## Exercise details
Transcribe all the records with complete accuracy.

>> START

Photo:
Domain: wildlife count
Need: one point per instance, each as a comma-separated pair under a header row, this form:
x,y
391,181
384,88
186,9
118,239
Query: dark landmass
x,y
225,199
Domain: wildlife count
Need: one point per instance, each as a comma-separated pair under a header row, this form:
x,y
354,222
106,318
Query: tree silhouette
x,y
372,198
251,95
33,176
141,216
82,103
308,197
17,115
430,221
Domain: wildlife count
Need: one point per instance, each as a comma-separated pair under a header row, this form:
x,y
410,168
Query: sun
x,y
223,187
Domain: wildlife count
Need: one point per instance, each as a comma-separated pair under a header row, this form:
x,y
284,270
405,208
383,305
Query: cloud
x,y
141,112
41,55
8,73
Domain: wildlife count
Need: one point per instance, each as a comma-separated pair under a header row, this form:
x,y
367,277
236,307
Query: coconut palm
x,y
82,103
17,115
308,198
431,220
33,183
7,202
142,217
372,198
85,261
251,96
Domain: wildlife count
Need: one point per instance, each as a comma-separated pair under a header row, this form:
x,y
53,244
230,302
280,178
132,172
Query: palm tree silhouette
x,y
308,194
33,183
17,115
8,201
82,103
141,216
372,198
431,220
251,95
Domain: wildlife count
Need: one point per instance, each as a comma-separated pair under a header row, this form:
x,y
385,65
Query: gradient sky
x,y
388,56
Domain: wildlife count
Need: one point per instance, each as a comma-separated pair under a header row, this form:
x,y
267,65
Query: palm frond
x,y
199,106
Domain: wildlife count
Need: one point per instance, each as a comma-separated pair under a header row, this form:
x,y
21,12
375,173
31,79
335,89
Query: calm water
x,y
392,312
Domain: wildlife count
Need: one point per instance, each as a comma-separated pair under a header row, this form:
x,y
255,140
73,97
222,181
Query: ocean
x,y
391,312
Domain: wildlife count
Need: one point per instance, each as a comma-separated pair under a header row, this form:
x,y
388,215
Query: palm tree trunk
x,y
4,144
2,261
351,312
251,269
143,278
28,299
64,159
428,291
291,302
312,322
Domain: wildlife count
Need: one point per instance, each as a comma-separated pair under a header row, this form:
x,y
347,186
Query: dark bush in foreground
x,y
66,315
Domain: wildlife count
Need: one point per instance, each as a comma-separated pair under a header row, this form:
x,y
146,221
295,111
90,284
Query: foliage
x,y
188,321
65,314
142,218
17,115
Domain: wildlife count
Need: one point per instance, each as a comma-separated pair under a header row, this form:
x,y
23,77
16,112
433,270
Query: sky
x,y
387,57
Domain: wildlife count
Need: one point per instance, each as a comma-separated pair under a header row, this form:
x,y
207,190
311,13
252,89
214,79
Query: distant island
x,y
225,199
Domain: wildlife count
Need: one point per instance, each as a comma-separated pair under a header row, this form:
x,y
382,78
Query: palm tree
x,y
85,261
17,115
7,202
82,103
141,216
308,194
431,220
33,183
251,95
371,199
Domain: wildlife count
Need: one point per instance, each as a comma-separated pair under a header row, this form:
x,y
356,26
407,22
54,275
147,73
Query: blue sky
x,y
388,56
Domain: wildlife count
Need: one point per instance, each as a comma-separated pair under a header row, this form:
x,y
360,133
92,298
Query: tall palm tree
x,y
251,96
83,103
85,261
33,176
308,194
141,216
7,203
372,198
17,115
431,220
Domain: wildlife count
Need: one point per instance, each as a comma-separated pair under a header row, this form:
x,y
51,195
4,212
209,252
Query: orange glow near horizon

>> END

## Full answer
Photo:
Domain: wildlife count
Need: one point per instance, each as a comma-separated pair under a header row, this form:
x,y
391,181
384,88
186,9
118,239
Query: dark landmass
x,y
225,199
Domain: wildlife count
Need: one point per instance, each as a comma-separated pair under a header row, this form:
x,y
354,222
106,318
Query: tree silhouette
x,y
372,198
251,95
33,176
141,216
82,103
308,197
17,115
430,221
Domain: wildlife count
Need: one point per instance, each as a comma-separated pair under a header row, this form:
x,y
410,168
Query: sun
x,y
223,187
Domain: wildlife count
Need: one point per instance, each as a comma-separated pair under a header row, this form:
x,y
284,270
405,208
383,305
Query: cloud
x,y
141,112
41,55
8,73
Domain: wildlife count
Need: one point per instance, each as a comma-separated pair under a header row, this form:
x,y
367,277
236,307
Query: coconut palm
x,y
82,103
17,115
308,198
431,220
33,183
7,202
142,217
372,198
85,261
251,96
Domain: wildlife count
Need: one point per instance, each as a comma-separated pair under a header row, this form:
x,y
53,244
230,302
280,178
132,172
Query: palm tree silhouette
x,y
308,194
33,183
17,115
8,201
82,103
141,216
372,198
431,220
251,95
Domain: wildlife count
Need: one point per instance, each as a comma-separated pair under a header row, this form:
x,y
385,65
Query: gradient sky
x,y
388,56
Domain: wildlife count
Need: one point per instance, each as a comma-separated pair under a header row, this form:
x,y
267,65
Query: palm frond
x,y
199,106
Domain: wildlife count
Need: one point per instance, each as a comma-separated pair under a header row, this form:
x,y
21,12
375,173
31,79
335,89
Query: calm water
x,y
392,312
Domain: wildlife count
Need: one point per instance, each as a comma-separated pair under a header row, this form:
x,y
255,140
73,97
222,181
Query: ocean
x,y
391,312
Domain: wildlife count
Need: one point per instance, each as a comma-separated pair under a header row, this form:
x,y
388,215
Query: palm tree trunk
x,y
4,144
2,261
351,312
251,269
143,278
28,299
64,159
428,291
291,302
312,322
Domain: wildlife count
Need: one point per instance, each as a comma-separated pair under a header row, this form:
x,y
347,186
Query: dark bush in foreground
x,y
66,315
Domain: wildlife count
Need: one point per instance, each as a comma-separated pair under a header row, this form:
x,y
146,221
295,111
90,284
Query: foliage
x,y
188,321
65,314
142,218
17,115
Domain: wildlife count
Need: one point per instance, each as a comma-separated pair under a header row, this form:
x,y
23,77
16,112
433,270
Query: sky
x,y
387,57
Domain: wildlife count
Need: one point per instance, each as a comma-separated pair under a header row, this form:
x,y
207,190
311,13
252,89
214,79
Query: distant island
x,y
225,199
Domain: wildlife count
Need: one point per instance, each as a comma-separated pair under a header row, this form:
x,y
382,78
Query: palm tree
x,y
85,261
17,115
7,202
82,103
141,216
308,194
431,220
33,183
251,95
371,199
Domain: wildlife count
Need: one point per instance, each as a comma-separated pair under a header row, this form:
x,y
356,26
407,22
54,275
147,73
Query: blue sky
x,y
388,56
Domain: wildlife count
Need: one point per instance, each as a comma-separated pair under a header row, this form:
x,y
360,133
92,298
Query: tall palm tree
x,y
251,96
83,103
85,261
33,176
308,194
141,216
7,203
372,198
17,115
431,220
Domain: wildlife count
Need: one point per instance, each as a comma-separated pair under a header row, this form:
x,y
51,195
4,212
209,252
Query: orange glow near horizon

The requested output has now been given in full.